## SET PROBLEM 1
In the forum thread about the Madrid Open 2008, how much prize money is listed for first place in the 3x3 category?

## SUPPLIED PASSAGE
--------------------------------

# Madrid Open 2008



## Okami (Mar 4, 2008)

Hi, this is the information from the Madrid Open 2008:

Madrid Open 2008 on April 5/6, in San Sebastian de los reyes, Madrid (Spain)

*Categories:*
Rubik's Cube
4x4x4 Cube
2x2x2 Cube
3x3x3 blindfolded
3x3x3 one-handed
Rubik's Magic
Rubik's Master Magic
Pyraminx
Rubik's Clock
Megaminx 
5x5x5 Cube

*Prizes:*
*3x3:*
1º 500€
2º 400€
3º 300€

*2x2:*
1º 140€
2º 90€
3º 45€

*3x3 OH:*
1º 140€
2º 90€
3º 45€

*3x3 Blinfold:*
1º 140€
2º 90€
3º 45€

*4x4:*
1º 140€
2º 90€
3º 45€

*Other Prizes:*
For the ER or WR 50€ at the end of competition in 3x3, 2x2, 3x3 OH, 3x3 BLD and 4x4.

*More information: *
www.rubikaz.com/Madrid2008 (web)
[email protected] (email)


----------



## AvGalen (Mar 5, 2008)

I will be there. Anyone else?


----------



## fredqbr (Mar 5, 2008)

What about the 5x5x5 ?


----------



## Doudou (Mar 5, 2008)

I will be there, with my girlfriend. 

Because I looooooooooooooove Spain


----------



## Rama (Mar 5, 2008)

AvGalen said:


> I will be there. Anyone else?



*Me thinks of practising OH again*

Hey Arnaud are you planning to go by car? Ifso then I would like to join in. 



fredqbr said:


> What about the 5x5x5 ?



Frederique it's right below all the other events.


----------



## Erik (Mar 5, 2008)

Hey arnaud u going by car?  (prize money woke me up)


----------



## Lucas Garron (Mar 5, 2008)

Prize Money? 
And I could probably pull an ER for 4x4x4 BLD and place in some other events... 
We have to pay that much money just to _enter_ some certain big US competitions... 
(But at least we have them.)


----------



## AvGalen (Mar 5, 2008)

I was planning on flying, but I would like driving better. It will be a 2 day drive though: 1,713 km – about 16 hours 12 mins.

Are you guys sure about driving?


----------



## Rama (Mar 5, 2008)

AvGalen said:


> I was planning on flying, but I would like driving better. It will be a 2 day drive though: 1,713 km – about 16 hours 12 mins.
> 
> Are you guys sure about driving?



Ah I am sorry Arnaud, I just found out that I can't come with you, my school has been bugging me after the WC.


----------



## Erik (Mar 5, 2008)

fredqbr said:


> What about the 5x5x5 ?



Yeah what about 5x5?


----------



## rubikaz (Mar 5, 2008)

Doudou said:


> I will be there, with my girlfriend.
> 
> Because I looooooooooooooove Spain



Why???? Do you think you are going to get more WR? For this you have to go to Murcia  (SE of Spain), not Madrid!!!


----------



## jazzthief81 (Mar 5, 2008)

--------------------------------

## SET PROBLEM 2
Collect every line of the records below that contains the word "baseboard".

## Pointing entries for labeled objects
--------------------------------

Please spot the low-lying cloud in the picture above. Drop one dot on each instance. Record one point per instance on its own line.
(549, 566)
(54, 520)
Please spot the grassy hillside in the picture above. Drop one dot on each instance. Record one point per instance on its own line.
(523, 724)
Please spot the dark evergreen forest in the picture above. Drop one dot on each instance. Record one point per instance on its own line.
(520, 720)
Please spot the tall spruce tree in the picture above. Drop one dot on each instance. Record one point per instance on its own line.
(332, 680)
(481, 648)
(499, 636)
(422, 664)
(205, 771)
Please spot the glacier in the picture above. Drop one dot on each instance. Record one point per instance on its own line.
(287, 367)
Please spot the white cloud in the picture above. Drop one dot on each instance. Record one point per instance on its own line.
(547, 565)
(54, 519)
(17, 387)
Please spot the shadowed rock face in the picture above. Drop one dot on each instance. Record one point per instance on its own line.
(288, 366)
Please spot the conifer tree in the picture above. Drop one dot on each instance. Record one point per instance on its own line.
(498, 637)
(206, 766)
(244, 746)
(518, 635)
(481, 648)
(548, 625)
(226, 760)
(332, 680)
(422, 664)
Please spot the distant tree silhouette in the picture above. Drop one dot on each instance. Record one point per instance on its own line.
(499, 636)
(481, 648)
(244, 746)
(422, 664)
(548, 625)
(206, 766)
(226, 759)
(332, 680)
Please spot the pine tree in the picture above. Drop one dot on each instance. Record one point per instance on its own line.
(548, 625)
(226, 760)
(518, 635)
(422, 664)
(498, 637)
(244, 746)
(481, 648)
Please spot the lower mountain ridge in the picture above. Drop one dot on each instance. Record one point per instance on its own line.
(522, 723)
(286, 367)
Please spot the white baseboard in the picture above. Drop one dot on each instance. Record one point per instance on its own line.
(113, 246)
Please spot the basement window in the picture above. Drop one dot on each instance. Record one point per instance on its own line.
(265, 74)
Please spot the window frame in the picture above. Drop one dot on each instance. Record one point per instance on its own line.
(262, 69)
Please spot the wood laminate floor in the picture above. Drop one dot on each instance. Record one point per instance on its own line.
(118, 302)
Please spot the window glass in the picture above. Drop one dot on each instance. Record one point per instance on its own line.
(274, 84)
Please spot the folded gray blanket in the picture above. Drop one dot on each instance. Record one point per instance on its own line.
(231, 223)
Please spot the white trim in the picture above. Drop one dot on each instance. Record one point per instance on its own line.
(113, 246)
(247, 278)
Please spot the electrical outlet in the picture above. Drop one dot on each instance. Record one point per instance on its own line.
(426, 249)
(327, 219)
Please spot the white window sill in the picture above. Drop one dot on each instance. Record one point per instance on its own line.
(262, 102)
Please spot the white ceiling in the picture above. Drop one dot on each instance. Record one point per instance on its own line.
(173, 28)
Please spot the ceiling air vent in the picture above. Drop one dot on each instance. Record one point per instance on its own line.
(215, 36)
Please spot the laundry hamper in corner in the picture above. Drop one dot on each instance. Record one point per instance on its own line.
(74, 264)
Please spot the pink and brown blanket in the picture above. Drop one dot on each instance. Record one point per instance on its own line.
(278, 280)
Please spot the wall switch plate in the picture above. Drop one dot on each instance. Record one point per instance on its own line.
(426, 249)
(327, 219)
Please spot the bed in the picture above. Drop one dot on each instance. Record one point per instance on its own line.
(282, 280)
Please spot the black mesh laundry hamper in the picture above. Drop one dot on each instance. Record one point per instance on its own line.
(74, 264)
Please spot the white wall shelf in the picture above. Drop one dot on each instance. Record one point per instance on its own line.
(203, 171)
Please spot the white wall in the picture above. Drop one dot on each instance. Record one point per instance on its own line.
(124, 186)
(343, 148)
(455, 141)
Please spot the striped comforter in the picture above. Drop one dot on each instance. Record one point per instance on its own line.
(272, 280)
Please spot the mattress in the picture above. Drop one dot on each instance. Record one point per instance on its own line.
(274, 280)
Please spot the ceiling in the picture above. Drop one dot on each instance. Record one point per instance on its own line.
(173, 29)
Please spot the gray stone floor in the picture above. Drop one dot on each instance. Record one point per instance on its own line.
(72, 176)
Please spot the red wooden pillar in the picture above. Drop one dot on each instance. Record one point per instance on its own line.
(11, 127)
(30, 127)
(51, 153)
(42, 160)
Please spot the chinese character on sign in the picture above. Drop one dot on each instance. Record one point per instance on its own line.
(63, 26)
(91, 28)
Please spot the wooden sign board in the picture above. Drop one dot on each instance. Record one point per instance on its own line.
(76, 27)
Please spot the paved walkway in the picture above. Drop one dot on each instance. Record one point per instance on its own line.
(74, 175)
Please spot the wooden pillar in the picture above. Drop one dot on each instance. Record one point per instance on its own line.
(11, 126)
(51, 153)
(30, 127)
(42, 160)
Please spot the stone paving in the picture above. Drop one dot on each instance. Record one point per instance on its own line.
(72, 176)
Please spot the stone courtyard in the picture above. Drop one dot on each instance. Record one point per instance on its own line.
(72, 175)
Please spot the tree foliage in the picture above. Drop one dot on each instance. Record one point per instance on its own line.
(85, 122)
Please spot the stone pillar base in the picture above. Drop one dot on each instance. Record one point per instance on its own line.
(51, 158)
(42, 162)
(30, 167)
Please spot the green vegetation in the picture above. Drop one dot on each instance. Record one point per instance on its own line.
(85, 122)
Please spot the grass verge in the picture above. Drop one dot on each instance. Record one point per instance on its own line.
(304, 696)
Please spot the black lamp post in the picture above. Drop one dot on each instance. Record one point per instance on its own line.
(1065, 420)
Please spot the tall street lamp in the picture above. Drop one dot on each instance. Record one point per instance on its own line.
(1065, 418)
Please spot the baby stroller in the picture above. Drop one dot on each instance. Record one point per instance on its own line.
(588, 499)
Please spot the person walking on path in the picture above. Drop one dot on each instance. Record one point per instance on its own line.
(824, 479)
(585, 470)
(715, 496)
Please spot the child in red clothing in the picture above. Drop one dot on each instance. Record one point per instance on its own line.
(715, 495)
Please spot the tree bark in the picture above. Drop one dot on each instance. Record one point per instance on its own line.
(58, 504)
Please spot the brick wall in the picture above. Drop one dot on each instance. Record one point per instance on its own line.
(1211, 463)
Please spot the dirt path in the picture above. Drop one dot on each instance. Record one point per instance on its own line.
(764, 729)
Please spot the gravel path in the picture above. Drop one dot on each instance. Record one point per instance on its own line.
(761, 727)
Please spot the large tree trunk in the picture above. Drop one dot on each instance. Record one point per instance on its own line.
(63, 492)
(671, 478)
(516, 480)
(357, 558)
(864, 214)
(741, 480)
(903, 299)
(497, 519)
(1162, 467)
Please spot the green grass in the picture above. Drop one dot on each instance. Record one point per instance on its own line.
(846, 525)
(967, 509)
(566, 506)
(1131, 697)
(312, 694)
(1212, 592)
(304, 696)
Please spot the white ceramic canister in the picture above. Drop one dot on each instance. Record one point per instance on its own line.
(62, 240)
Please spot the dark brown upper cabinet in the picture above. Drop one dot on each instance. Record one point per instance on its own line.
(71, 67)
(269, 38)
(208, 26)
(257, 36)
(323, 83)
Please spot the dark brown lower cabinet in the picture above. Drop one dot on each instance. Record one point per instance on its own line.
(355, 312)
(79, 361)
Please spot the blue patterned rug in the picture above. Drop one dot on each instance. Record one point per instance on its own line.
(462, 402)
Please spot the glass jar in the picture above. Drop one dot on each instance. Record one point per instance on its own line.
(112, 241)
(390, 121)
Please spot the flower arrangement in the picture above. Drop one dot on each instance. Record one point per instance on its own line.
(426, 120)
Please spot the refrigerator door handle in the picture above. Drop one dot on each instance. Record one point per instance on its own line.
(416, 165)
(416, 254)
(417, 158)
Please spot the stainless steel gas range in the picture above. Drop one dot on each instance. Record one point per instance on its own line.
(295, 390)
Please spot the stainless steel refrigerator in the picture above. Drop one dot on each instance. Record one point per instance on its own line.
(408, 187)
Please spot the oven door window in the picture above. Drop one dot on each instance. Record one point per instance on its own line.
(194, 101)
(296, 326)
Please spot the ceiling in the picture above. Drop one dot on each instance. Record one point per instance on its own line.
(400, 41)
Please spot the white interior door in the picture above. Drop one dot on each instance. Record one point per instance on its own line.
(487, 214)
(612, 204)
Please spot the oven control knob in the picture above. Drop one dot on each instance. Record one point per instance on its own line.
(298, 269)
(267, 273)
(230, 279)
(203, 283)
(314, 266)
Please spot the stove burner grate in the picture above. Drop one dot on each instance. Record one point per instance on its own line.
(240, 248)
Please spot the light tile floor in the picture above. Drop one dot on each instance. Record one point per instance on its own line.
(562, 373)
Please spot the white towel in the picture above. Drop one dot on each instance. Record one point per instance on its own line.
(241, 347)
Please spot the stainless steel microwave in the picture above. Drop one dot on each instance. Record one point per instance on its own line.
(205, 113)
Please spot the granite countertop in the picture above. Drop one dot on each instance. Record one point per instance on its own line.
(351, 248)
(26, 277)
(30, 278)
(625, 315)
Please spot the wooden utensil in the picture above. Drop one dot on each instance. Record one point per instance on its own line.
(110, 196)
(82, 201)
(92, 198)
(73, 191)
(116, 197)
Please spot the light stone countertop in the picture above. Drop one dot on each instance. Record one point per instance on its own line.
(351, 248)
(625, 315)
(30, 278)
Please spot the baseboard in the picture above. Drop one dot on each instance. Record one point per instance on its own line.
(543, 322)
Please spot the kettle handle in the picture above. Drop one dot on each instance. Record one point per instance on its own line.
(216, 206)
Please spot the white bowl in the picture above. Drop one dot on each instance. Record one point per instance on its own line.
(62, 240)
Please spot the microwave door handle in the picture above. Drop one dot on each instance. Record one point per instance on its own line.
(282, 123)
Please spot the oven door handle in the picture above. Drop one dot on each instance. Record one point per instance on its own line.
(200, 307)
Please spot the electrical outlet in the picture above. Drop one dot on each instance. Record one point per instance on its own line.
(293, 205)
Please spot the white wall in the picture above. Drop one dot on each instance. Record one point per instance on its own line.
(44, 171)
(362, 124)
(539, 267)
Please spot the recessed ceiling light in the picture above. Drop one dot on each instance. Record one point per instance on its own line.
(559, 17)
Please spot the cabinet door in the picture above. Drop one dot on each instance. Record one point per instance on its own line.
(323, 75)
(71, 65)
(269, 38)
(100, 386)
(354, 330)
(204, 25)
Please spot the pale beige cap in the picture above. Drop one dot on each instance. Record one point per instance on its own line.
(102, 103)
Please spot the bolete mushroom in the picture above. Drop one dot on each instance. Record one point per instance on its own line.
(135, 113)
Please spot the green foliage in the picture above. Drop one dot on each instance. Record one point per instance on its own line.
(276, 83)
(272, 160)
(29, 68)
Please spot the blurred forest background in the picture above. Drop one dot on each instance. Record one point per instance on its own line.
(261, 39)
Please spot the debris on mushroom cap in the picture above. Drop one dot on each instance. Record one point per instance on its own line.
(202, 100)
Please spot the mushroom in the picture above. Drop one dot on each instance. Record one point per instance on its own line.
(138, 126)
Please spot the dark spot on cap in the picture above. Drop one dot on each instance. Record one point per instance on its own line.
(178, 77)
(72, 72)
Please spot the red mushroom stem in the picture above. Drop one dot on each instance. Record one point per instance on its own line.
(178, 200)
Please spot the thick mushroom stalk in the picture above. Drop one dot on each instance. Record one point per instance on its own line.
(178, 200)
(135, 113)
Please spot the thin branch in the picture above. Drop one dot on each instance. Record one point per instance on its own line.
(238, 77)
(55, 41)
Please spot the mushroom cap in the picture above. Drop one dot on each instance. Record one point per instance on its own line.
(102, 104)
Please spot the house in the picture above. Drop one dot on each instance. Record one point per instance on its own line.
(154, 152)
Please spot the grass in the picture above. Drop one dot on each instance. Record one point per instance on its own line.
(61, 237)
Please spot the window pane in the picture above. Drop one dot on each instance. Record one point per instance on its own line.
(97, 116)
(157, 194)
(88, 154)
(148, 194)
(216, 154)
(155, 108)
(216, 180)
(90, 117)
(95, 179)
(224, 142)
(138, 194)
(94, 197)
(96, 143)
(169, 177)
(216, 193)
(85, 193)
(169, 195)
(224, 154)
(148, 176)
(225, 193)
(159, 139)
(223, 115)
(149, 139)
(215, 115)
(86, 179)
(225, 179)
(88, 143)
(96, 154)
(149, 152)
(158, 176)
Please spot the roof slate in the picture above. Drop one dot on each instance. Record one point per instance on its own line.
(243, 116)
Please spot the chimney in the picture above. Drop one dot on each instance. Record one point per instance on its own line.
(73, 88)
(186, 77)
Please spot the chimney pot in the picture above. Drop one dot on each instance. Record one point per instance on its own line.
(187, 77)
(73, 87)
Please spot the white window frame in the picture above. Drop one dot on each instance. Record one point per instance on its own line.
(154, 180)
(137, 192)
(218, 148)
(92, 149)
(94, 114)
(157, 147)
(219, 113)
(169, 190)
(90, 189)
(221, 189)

--------------------------------

## EXERCISE RESULT 1
500€

## EXERCISE RESULT 2
Please spot the white baseboard in the picture above. Drop one dot on each instance. Record one point per instance on its own line.
Please spot the baseboard in the picture above. Drop one dot on each instance. Record one point per instance on its own line.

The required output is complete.